Entries supplied
———

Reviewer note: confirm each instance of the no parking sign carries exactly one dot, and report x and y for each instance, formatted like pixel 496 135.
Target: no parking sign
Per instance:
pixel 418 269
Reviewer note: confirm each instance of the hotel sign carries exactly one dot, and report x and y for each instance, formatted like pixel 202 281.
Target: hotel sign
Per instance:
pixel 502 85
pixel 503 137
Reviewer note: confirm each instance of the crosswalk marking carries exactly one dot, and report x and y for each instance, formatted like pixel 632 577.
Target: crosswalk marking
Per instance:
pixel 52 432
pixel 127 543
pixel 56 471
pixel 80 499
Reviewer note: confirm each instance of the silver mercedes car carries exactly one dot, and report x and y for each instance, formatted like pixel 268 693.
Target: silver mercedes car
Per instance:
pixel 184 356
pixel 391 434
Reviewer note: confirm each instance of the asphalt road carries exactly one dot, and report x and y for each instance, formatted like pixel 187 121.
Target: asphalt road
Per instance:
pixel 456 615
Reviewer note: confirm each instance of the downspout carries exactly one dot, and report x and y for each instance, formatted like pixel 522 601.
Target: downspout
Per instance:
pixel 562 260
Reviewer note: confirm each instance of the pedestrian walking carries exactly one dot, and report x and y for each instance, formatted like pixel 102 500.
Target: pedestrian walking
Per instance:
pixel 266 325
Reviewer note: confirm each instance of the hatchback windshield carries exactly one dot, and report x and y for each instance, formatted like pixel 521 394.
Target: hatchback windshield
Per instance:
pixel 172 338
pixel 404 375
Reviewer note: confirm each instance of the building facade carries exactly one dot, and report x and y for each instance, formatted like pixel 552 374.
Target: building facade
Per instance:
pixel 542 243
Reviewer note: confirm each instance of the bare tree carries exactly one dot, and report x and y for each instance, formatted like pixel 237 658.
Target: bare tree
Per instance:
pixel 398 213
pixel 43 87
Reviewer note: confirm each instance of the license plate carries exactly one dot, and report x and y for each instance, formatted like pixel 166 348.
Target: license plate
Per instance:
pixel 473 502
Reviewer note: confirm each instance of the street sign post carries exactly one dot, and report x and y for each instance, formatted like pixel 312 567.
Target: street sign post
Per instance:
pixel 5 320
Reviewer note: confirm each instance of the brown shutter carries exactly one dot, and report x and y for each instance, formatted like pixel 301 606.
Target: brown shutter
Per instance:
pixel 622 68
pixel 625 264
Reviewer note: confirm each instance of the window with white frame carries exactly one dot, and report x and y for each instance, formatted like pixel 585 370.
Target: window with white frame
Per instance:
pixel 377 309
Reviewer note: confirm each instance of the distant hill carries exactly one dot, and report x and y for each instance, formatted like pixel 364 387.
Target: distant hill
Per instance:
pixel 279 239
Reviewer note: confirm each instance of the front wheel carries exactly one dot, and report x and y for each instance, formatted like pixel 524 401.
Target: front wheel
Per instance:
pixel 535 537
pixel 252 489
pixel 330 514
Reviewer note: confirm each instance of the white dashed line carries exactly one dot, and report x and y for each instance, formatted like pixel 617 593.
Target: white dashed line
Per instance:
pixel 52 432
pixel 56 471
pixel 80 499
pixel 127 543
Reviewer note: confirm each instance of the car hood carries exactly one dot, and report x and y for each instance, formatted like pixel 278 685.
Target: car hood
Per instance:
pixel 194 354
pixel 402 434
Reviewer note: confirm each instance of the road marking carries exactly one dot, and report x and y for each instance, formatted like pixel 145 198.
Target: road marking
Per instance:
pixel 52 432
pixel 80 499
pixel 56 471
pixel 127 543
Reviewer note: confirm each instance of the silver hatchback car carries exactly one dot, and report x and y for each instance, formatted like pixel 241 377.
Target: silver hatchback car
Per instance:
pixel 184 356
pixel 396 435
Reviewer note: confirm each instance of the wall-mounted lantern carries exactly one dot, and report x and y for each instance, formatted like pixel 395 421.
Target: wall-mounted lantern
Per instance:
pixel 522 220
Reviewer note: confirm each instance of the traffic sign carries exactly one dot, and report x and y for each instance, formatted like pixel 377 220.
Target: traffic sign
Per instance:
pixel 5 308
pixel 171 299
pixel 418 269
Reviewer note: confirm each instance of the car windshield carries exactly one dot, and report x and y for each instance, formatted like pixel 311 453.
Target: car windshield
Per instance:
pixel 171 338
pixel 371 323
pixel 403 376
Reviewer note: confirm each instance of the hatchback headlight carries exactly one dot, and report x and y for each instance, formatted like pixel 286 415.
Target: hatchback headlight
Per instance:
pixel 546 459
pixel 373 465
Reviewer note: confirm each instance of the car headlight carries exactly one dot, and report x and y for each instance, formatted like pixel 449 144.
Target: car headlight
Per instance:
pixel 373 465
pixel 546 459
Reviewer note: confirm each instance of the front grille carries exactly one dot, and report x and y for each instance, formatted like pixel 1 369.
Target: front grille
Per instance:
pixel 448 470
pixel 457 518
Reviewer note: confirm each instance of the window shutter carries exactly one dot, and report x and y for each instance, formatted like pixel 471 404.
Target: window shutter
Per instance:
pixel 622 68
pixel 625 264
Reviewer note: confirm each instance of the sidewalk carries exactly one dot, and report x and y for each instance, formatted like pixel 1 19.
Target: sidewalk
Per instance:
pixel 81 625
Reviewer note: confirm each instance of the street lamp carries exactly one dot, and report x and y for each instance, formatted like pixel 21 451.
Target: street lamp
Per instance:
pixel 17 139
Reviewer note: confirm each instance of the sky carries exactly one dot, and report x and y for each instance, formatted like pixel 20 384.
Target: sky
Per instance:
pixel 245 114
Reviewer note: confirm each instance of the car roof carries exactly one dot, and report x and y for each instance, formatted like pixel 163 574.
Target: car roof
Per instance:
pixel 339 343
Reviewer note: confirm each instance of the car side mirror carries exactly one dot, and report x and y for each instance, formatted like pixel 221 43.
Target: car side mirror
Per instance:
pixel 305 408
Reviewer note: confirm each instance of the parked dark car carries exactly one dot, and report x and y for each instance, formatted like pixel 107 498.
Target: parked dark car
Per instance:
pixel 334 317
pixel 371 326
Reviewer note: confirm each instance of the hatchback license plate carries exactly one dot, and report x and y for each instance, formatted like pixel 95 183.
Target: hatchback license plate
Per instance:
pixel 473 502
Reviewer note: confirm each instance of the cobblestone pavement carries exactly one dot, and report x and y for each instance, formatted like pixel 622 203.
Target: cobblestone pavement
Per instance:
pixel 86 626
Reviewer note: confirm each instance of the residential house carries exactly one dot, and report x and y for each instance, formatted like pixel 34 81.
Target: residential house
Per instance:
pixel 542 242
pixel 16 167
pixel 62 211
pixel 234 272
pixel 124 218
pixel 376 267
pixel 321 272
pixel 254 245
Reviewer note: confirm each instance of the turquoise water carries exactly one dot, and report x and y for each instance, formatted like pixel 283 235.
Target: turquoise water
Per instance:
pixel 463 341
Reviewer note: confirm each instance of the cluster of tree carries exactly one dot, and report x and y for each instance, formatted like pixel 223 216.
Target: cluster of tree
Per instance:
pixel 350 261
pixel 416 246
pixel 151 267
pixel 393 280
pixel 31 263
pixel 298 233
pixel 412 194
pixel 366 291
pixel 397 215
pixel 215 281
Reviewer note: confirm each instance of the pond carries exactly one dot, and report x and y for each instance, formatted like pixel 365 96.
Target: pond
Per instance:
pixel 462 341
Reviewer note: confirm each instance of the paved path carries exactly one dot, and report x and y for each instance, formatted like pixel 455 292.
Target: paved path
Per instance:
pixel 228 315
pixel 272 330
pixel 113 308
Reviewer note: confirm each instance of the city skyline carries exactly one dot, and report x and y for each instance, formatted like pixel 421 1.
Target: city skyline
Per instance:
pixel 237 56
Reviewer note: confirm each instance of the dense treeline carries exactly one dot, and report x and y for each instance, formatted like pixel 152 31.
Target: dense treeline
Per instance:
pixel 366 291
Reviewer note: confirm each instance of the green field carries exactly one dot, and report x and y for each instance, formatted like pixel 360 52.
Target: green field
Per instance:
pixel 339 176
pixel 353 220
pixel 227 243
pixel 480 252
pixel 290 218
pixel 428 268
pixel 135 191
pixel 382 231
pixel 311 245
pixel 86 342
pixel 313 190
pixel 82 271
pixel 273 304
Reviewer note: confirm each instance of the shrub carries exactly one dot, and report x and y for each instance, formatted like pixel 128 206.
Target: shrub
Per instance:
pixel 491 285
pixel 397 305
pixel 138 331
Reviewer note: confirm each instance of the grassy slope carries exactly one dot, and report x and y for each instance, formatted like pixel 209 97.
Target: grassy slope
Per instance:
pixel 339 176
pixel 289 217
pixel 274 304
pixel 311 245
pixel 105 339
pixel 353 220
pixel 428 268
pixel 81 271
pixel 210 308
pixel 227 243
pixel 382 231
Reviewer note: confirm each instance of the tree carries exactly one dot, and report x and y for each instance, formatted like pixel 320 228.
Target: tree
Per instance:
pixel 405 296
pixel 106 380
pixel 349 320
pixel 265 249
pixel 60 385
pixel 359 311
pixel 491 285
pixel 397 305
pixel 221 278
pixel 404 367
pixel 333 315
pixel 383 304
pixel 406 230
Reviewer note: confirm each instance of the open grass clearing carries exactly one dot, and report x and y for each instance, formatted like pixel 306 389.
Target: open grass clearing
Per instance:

———

Exercise goal
Extract, please, the lines from the start of the entries above through the one with "Target: crosswalk marking", both included, reproducing each exactly and adding nothing.

Problem solution
Reviewer note: confirm each instance of the no parking sign carries exactly one dot, and report x and y for each instance, formatted like pixel 496 135.
Target: no parking sign
Per instance:
pixel 418 269
Reviewer note: confirm each instance of the hotel sign carries exactly one dot, and report x and y for each instance, formatted like pixel 202 281.
Target: hotel sign
Per instance:
pixel 502 85
pixel 503 137
Reviewer note: confirm each instance of the crosswalk marking carries exactly one dot, and report x and y for each instance, formatted like pixel 632 577.
Target: crosswalk marking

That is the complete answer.